*EXERCISE DETAILS*: The answer must be an exact copy of the listing below.

[[ DATASET RECORDS open ]]

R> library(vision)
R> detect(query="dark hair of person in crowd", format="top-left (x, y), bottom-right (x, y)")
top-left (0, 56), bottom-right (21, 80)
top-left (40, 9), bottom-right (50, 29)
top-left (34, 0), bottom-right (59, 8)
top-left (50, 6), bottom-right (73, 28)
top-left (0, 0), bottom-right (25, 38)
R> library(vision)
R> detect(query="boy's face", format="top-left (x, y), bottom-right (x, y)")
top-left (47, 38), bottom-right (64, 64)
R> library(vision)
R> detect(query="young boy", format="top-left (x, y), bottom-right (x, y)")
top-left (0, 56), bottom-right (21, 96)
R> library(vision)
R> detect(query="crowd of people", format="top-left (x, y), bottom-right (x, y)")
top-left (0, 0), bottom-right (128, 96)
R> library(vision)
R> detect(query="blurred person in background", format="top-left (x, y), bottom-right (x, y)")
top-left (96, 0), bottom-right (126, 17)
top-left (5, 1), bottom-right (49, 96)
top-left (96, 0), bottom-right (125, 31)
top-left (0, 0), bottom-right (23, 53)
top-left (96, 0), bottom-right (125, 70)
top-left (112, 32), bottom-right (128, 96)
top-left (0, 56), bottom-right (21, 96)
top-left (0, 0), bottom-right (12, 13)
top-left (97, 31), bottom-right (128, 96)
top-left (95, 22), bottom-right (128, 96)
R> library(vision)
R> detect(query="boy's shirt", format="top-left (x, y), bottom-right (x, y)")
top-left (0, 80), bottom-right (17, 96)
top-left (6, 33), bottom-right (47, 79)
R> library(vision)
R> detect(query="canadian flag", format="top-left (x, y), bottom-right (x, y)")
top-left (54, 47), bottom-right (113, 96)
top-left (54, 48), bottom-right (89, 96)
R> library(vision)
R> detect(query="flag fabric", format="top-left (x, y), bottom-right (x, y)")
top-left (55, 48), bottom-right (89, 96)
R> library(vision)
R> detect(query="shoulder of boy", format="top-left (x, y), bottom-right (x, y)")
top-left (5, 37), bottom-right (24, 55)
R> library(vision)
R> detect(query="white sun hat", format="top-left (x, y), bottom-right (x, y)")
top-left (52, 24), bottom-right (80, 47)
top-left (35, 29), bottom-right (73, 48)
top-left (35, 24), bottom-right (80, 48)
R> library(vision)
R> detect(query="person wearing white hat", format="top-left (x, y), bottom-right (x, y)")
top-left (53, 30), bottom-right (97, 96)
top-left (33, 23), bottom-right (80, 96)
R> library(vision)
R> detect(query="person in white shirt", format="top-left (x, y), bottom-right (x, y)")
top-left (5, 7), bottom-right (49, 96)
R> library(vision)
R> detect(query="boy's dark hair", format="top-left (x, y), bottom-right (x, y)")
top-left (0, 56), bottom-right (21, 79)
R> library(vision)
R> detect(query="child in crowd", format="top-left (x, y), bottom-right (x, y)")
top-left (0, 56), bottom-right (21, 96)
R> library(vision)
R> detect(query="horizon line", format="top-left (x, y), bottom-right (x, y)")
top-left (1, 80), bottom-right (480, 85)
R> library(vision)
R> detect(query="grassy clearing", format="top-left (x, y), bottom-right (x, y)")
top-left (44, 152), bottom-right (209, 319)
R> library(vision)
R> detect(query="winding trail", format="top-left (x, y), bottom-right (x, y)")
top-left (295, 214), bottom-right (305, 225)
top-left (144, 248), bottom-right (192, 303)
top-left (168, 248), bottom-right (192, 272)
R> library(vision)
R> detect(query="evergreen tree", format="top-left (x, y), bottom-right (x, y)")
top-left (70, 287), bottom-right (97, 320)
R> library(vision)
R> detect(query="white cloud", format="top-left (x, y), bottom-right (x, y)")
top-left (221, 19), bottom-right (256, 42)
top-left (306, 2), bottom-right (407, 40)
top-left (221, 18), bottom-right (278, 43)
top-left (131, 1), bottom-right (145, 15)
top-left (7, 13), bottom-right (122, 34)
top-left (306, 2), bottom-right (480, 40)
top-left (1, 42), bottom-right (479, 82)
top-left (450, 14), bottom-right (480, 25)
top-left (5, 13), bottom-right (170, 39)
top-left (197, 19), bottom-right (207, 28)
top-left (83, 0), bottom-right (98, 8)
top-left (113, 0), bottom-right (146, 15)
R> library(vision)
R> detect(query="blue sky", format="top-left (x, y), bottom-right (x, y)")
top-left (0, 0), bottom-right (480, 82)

[[ DATASET RECORDS closed ]]

*RESPONSE AREA*:
R> library(vision)
R> detect(query="dark hair of person in crowd", format="top-left (x, y), bottom-right (x, y)")
top-left (0, 56), bottom-right (21, 80)
top-left (40, 9), bottom-right (50, 29)
top-left (34, 0), bottom-right (59, 8)
top-left (50, 6), bottom-right (73, 28)
top-left (0, 0), bottom-right (25, 38)
R> library(vision)
R> detect(query="boy's face", format="top-left (x, y), bottom-right (x, y)")
top-left (47, 38), bottom-right (64, 64)
R> library(vision)
R> detect(query="young boy", format="top-left (x, y), bottom-right (x, y)")
top-left (0, 56), bottom-right (21, 96)
R> library(vision)
R> detect(query="crowd of people", format="top-left (x, y), bottom-right (x, y)")
top-left (0, 0), bottom-right (128, 96)
R> library(vision)
R> detect(query="blurred person in background", format="top-left (x, y), bottom-right (x, y)")
top-left (96, 0), bottom-right (126, 17)
top-left (5, 1), bottom-right (49, 96)
top-left (96, 0), bottom-right (125, 31)
top-left (0, 0), bottom-right (23, 53)
top-left (96, 0), bottom-right (125, 70)
top-left (112, 32), bottom-right (128, 96)
top-left (0, 56), bottom-right (21, 96)
top-left (0, 0), bottom-right (12, 13)
top-left (97, 31), bottom-right (128, 96)
top-left (95, 22), bottom-right (128, 96)
R> library(vision)
R> detect(query="boy's shirt", format="top-left (x, y), bottom-right (x, y)")
top-left (0, 80), bottom-right (17, 96)
top-left (6, 33), bottom-right (47, 79)
R> library(vision)
R> detect(query="canadian flag", format="top-left (x, y), bottom-right (x, y)")
top-left (54, 47), bottom-right (113, 96)
top-left (54, 48), bottom-right (89, 96)
R> library(vision)
R> detect(query="flag fabric", format="top-left (x, y), bottom-right (x, y)")
top-left (55, 48), bottom-right (89, 96)
R> library(vision)
R> detect(query="shoulder of boy", format="top-left (x, y), bottom-right (x, y)")
top-left (5, 37), bottom-right (24, 55)
R> library(vision)
R> detect(query="white sun hat", format="top-left (x, y), bottom-right (x, y)")
top-left (52, 24), bottom-right (80, 47)
top-left (35, 29), bottom-right (73, 48)
top-left (35, 24), bottom-right (80, 48)
R> library(vision)
R> detect(query="person wearing white hat", format="top-left (x, y), bottom-right (x, y)")
top-left (53, 30), bottom-right (97, 96)
top-left (33, 23), bottom-right (80, 96)
R> library(vision)
R> detect(query="person in white shirt", format="top-left (x, y), bottom-right (x, y)")
top-left (5, 7), bottom-right (49, 96)
R> library(vision)
R> detect(query="boy's dark hair", format="top-left (x, y), bottom-right (x, y)")
top-left (0, 56), bottom-right (21, 79)
R> library(vision)
R> detect(query="child in crowd", format="top-left (x, y), bottom-right (x, y)")
top-left (0, 56), bottom-right (21, 96)
R> library(vision)
R> detect(query="horizon line", format="top-left (x, y), bottom-right (x, y)")
top-left (1, 80), bottom-right (480, 85)
R> library(vision)
R> detect(query="grassy clearing", format="top-left (x, y), bottom-right (x, y)")
top-left (44, 152), bottom-right (209, 319)
R> library(vision)
R> detect(query="winding trail", format="top-left (x, y), bottom-right (x, y)")
top-left (295, 214), bottom-right (305, 225)
top-left (144, 248), bottom-right (192, 303)
top-left (168, 248), bottom-right (192, 272)
R> library(vision)
R> detect(query="evergreen tree", format="top-left (x, y), bottom-right (x, y)")
top-left (70, 287), bottom-right (97, 320)
R> library(vision)
R> detect(query="white cloud", format="top-left (x, y), bottom-right (x, y)")
top-left (221, 19), bottom-right (256, 42)
top-left (306, 2), bottom-right (407, 40)
top-left (221, 18), bottom-right (278, 43)
top-left (131, 1), bottom-right (145, 15)
top-left (7, 13), bottom-right (122, 34)
top-left (306, 2), bottom-right (480, 40)
top-left (1, 42), bottom-right (479, 82)
top-left (450, 14), bottom-right (480, 25)
top-left (5, 13), bottom-right (170, 39)
top-left (197, 19), bottom-right (207, 28)
top-left (83, 0), bottom-right (98, 8)
top-left (113, 0), bottom-right (146, 15)
R> library(vision)
R> detect(query="blue sky", format="top-left (x, y), bottom-right (x, y)")
top-left (0, 0), bottom-right (480, 82)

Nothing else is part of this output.